-- Start Input data --

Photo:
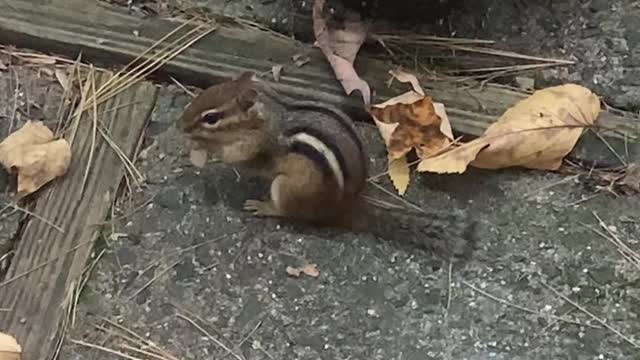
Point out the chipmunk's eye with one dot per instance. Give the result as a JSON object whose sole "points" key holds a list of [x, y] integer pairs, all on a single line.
{"points": [[212, 117]]}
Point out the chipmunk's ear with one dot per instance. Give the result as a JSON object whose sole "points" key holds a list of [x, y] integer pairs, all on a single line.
{"points": [[247, 98]]}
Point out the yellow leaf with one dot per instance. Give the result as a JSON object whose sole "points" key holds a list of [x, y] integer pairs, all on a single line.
{"points": [[399, 174], [539, 131], [9, 348], [309, 270], [36, 158]]}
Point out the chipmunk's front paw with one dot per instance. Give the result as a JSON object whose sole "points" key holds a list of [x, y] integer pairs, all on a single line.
{"points": [[261, 208]]}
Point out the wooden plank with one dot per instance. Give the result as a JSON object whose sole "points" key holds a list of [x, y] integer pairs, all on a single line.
{"points": [[48, 263], [109, 35]]}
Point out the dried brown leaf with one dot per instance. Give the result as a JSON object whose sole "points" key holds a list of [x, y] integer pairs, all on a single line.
{"points": [[198, 157], [37, 159], [276, 71], [453, 161], [399, 173], [309, 270], [538, 132], [418, 126]]}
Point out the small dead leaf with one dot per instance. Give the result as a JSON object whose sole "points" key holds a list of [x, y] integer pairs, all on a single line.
{"points": [[9, 348], [37, 159], [198, 157], [537, 133], [144, 154], [453, 161], [400, 174], [417, 126], [340, 44], [406, 77], [410, 121], [300, 60], [63, 79], [309, 270], [276, 70]]}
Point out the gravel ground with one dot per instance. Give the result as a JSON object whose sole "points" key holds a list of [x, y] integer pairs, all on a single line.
{"points": [[184, 249], [372, 299]]}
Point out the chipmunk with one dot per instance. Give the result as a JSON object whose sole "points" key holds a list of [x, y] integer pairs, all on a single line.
{"points": [[315, 160]]}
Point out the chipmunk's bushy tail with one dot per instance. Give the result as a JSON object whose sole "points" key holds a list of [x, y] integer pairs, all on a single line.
{"points": [[452, 236]]}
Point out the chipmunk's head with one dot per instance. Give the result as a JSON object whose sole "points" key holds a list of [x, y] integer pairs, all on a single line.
{"points": [[227, 120]]}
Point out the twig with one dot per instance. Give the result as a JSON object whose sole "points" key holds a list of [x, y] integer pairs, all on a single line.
{"points": [[600, 321], [216, 341], [522, 308], [105, 349], [449, 286], [156, 277]]}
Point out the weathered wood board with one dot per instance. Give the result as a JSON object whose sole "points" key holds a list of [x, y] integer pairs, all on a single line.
{"points": [[110, 35], [48, 263]]}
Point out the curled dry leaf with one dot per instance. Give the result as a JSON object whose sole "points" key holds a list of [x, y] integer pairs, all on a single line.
{"points": [[400, 174], [340, 44], [411, 121], [537, 133], [276, 70], [309, 270], [9, 348], [198, 157], [37, 158]]}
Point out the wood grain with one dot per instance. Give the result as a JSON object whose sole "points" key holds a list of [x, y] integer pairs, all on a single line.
{"points": [[48, 263]]}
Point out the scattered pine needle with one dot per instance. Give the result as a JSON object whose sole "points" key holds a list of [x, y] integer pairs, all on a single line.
{"points": [[127, 344], [525, 309], [211, 337], [626, 338], [623, 249]]}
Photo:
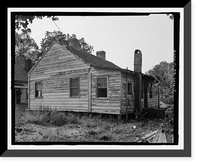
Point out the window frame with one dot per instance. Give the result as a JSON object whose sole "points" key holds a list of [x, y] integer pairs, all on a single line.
{"points": [[70, 94], [36, 96], [131, 88], [99, 77], [150, 90]]}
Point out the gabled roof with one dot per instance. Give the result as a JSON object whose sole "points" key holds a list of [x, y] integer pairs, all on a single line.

-- End Input data --

Transcribe the whole listing exactly. Pictures are excluded.

Photo:
Point out the chipmunk's eye with one dot per instance. Give the result as a JSON object whose sole "points" key holds a list of [x, y] integer pairs, all on a single line.
{"points": [[212, 117]]}
Point out the chipmunk's ear with one dot per instance. Give the result as a JSON object whose sole "points" key holds a list of [x, y] integer pairs, all on a single line.
{"points": [[247, 98]]}
Point out the yellow leaf with one dot per instance. Give the result as a JSON object whose sole "points" key holds a list of [x, y] integer pairs, all on a single line.
{"points": [[399, 174], [539, 131], [9, 348], [309, 270], [36, 158]]}
Point out the chipmunk's front paw with one dot per instance. Give the result as a JSON object whose sole "points" key holds a list of [x, y] integer pairs, all on a single line.
{"points": [[261, 208]]}
Point out the wooden plank with one dot per instance. Give the result as a JSON object whose sole "points" key holds a list of [x, y] integer pairs, all on a single line.
{"points": [[48, 263], [109, 35]]}
Point out the dried brown leaf with one dot per instance. Give the result as a JSON object whose sole "points" key holds a list of [x, y] integer pairs, all on a single line.
{"points": [[198, 157], [37, 159], [276, 71], [453, 161], [399, 173], [309, 270], [538, 132], [418, 126]]}
Point out the small dead leaf with one dot per instance. Give the result as a JSON object whose sole "points" key holds a list of [x, y] integer pairs, all on a single line.
{"points": [[9, 348], [37, 159], [198, 157], [537, 133], [144, 154], [453, 161], [400, 174], [417, 126], [340, 44], [406, 77], [410, 121], [300, 60], [63, 79], [309, 270], [276, 70]]}
Point out the gravel ground with one dot per instance. Give the result as a JSON object whose sole "points" key holds a list of [x, y] integer pairs, all on a single line.
{"points": [[184, 249], [372, 299]]}
Point out the chipmunk with one dot per instance. Give the result as a JSON object whose sole "points" key holds a list of [x, y] integer pairs, all on a single line.
{"points": [[315, 160]]}
Point out the chipmunk's bushy tail with one dot per instance. Give the result as a JSON object whose sole "points" key holds a list of [x, y] integer pairs, all on a single line.
{"points": [[452, 236]]}
Point out the chipmunk's head with one dot per instance. Give the result as a JSON object whose sole "points" key holds a list of [x, y] integer pairs, all on a single line.
{"points": [[227, 120]]}
Point out the twig with one dot per instance. Give the result as a JSON object whose sole "points" key holds a list of [x, y] integer pairs, all on a single line.
{"points": [[600, 321], [216, 341], [522, 308], [105, 349], [449, 286], [156, 277]]}
Point out the weathered wood board with one dot per instance. Give the result as a JSON object whose sole "points" key holds a list of [x, y] integer pairs, all on a single line.
{"points": [[110, 35], [48, 263]]}
Point out the curled dry leaf with one dot per instance. Give the result as a JSON object whose sole "points" key holds a list of [x, y] integer pairs, all on a single line.
{"points": [[400, 174], [340, 44], [411, 121], [537, 133], [276, 70], [309, 270], [9, 348], [198, 157], [37, 158]]}
Point out the wood grain with one dot per instance. Give the result as a JSON object whose sole "points" key holds a list of [x, y] integer pairs, all on a single line.
{"points": [[48, 263]]}
Point out the scattered pine needle with one dot per instance. Give the result as a JSON object whose sole "points" key holds a list of [x, y] integer pairs, all on a single line.
{"points": [[127, 344], [525, 309], [211, 337], [626, 338], [623, 249]]}
Photo:
Point out the window frame with one dot per instance. Give the result as a JSON object whose sole "points" key holds a list of [x, y] integer pairs, all on a single line.
{"points": [[70, 94], [36, 96], [131, 88], [99, 77], [150, 90]]}
Point out the gabled roof with one dot per instance. Give the result as a JSON object whose sole "points" key holds a list of [x, y] integer pairs, all on a single line.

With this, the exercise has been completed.